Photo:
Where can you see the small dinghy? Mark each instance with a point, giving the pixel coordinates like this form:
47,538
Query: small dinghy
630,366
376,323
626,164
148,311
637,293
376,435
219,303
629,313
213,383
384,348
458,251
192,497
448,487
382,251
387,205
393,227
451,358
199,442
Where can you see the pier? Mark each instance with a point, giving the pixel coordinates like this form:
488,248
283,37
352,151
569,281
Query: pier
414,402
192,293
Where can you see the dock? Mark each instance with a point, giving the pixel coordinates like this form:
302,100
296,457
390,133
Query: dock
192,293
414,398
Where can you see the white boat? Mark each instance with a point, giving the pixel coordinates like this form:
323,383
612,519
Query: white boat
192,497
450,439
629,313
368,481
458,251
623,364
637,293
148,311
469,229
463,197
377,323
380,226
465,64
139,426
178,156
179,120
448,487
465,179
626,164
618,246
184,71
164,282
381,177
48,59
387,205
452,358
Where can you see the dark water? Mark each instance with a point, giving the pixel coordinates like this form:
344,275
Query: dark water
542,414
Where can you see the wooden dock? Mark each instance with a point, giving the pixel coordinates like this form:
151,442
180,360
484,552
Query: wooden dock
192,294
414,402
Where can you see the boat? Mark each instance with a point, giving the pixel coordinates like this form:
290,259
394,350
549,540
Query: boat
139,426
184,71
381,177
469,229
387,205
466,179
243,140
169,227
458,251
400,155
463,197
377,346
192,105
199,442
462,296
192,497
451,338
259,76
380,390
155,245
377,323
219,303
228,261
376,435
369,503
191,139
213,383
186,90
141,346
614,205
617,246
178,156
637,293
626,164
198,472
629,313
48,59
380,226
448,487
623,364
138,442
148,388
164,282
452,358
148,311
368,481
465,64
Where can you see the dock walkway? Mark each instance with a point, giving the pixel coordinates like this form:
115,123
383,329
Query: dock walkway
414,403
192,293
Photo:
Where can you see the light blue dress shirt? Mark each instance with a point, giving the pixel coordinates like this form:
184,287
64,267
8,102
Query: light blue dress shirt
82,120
==================================================
◆ **Exercise**
Reproduce every one of the items above word for word, from the first line to the last.

◆ **Solution**
Photo:
Where can you see the small dinghy? Mark each instance with a point, giving the pixel coordinates like this form:
47,538
Query: small dinghy
630,366
376,323
626,164
148,311
637,293
376,435
219,303
629,313
213,383
384,348
458,251
192,497
448,487
382,251
387,205
393,227
451,358
199,442
Where can you see the pier? Mark each instance with a point, giving the pixel coordinates like this form:
488,248
283,37
352,151
569,281
Query: pier
414,402
192,293
Where can you see the dock? Mark each instance with a point, giving the pixel coordinates like this form:
302,100
296,457
390,133
Query: dock
192,293
414,398
Where can you see the white boat? Mark each instance with a point, giving the pixel coordinates like this form:
323,383
612,519
Query: white boat
192,497
450,439
629,313
368,481
458,251
623,364
637,293
148,311
469,229
463,197
377,323
380,226
465,64
139,426
178,156
179,120
448,487
465,179
626,164
618,246
184,71
164,282
381,177
48,59
387,205
452,358
Where can you see the dark water? Mark each instance with a point, giving the pixel coordinates like this form:
344,275
Query: dark water
542,414
Where can you see the wooden dock? Mark each instance with a point, giving the pixel coordinates like this form:
151,442
180,360
484,552
Query: wooden dock
192,294
414,402
Where can you see the boat? Mark each instance with a point, giving the pixel coordinates like this form:
290,259
394,350
549,540
Query: boat
139,426
184,71
381,177
469,229
387,205
466,179
243,140
169,227
458,251
400,155
463,197
377,346
192,105
199,442
462,296
192,497
451,338
259,76
380,390
155,245
377,323
219,303
228,261
376,435
369,503
191,139
213,383
186,90
141,346
614,205
617,246
178,156
637,293
626,164
198,472
629,313
48,59
380,226
448,487
623,364
138,442
148,388
164,282
452,358
148,311
368,481
465,64
Where can you see the dock walkway? Mark each instance with a point, giving the pixel coordinates like this form:
115,123
383,329
Query: dock walkway
414,403
192,293
Photo:
Where can you see the light blue dress shirt? Mark each instance with a point, giving the pixel coordinates like this form:
184,287
64,267
8,102
Query: light blue dress shirt
82,120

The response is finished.